• _Task_
Each entry must be output once more without any change.

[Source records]
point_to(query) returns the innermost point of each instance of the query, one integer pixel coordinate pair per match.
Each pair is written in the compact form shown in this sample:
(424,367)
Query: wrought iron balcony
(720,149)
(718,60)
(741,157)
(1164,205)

• _The answer_
point_to(query) returns the innermost point of each instance of the query, one integer pixel coordinate pair per match.
Each pair is written in the compact form shown in this sample:
(424,367)
Query: wrought iron balcony
(720,149)
(718,60)
(741,157)
(1164,205)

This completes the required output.